--- INSTRUCTIONS FOR THE TASK ---
Copy each line below that contains the word "outline".

--- EXERCISE DATA ---
§ §
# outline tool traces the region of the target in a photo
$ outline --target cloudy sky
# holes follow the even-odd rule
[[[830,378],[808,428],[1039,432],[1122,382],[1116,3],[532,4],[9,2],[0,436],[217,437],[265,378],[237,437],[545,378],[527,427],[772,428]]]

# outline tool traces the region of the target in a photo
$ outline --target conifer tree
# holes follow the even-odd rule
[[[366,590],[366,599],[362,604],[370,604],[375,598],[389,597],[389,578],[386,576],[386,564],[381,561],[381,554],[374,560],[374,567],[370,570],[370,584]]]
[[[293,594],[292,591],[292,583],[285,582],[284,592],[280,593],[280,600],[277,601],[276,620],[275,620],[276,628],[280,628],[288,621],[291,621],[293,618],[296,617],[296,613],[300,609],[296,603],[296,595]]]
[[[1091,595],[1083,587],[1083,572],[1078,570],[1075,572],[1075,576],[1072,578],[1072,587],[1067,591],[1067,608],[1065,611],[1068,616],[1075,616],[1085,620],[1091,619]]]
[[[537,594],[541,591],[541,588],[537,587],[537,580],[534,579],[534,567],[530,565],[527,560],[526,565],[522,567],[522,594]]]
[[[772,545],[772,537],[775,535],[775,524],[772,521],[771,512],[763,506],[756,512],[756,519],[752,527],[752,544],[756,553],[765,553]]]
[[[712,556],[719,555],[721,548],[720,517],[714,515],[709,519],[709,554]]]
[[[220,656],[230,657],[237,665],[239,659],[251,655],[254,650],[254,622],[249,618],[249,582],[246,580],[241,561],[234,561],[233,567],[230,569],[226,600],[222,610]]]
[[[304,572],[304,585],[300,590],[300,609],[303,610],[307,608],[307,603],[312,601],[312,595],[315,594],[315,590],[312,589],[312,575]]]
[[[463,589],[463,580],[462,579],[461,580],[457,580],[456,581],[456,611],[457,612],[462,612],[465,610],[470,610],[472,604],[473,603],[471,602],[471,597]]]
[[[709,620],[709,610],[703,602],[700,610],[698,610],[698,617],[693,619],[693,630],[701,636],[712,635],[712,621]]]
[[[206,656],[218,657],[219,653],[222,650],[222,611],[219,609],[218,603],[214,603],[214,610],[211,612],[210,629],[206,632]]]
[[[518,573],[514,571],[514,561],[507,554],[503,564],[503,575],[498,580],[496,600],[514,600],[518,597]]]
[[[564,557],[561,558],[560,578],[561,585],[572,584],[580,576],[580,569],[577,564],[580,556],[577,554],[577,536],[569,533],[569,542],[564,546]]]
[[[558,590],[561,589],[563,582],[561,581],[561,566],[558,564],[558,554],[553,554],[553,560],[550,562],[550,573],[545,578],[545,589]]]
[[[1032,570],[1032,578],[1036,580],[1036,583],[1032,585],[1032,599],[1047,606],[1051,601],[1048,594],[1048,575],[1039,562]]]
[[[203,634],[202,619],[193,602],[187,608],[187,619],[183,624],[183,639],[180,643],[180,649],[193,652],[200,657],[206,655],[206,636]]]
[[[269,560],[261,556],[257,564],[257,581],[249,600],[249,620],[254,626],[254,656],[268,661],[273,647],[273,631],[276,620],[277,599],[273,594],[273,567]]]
§ §
--- EXPECTED OUTPUT ---
# outline tool traces the region of the target in a photo
$ outline --target cloudy sky
# outline tool traces the region of the target in a photo
$ outline --target conifer tree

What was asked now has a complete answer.